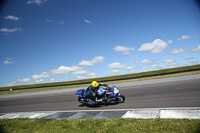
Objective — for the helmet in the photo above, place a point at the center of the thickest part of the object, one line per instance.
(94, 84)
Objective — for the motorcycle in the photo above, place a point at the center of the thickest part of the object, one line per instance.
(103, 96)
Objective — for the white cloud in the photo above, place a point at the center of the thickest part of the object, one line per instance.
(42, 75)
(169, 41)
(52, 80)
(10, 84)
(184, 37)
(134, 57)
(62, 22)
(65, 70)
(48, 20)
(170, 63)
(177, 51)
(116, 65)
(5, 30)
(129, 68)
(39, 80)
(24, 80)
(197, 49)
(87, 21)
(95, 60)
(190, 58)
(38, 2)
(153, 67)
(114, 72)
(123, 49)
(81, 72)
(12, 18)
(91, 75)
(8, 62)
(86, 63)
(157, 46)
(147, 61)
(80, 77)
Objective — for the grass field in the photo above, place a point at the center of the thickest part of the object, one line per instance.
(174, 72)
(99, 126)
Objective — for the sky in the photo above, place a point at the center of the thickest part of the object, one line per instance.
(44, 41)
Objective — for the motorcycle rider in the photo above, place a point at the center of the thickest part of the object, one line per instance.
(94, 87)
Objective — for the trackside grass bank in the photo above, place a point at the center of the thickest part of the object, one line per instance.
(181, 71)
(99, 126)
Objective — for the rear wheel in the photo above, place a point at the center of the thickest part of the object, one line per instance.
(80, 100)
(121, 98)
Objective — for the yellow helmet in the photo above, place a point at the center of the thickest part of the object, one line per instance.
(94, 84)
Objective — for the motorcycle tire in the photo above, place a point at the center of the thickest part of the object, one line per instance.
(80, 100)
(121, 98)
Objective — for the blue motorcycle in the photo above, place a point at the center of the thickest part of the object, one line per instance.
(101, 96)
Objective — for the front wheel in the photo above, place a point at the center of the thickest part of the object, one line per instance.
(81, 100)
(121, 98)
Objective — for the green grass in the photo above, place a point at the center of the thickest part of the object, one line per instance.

What the exercise asks — Beginning with the line that contains "Objective — for the blue", set down every line through the end of the data without change.

Solved problem —
Objective — for the blue motorcycle in the photo above, place a point at the center of the thickest part of the object, one line per instance.
(101, 96)
Objective — for the front wheel in the photo above, place a point at the center of the thickest part of the object, one line per instance.
(81, 100)
(121, 98)
Objective — for the green grass in the photo above, place a point at the center of the thickest part of the object, one line per instance.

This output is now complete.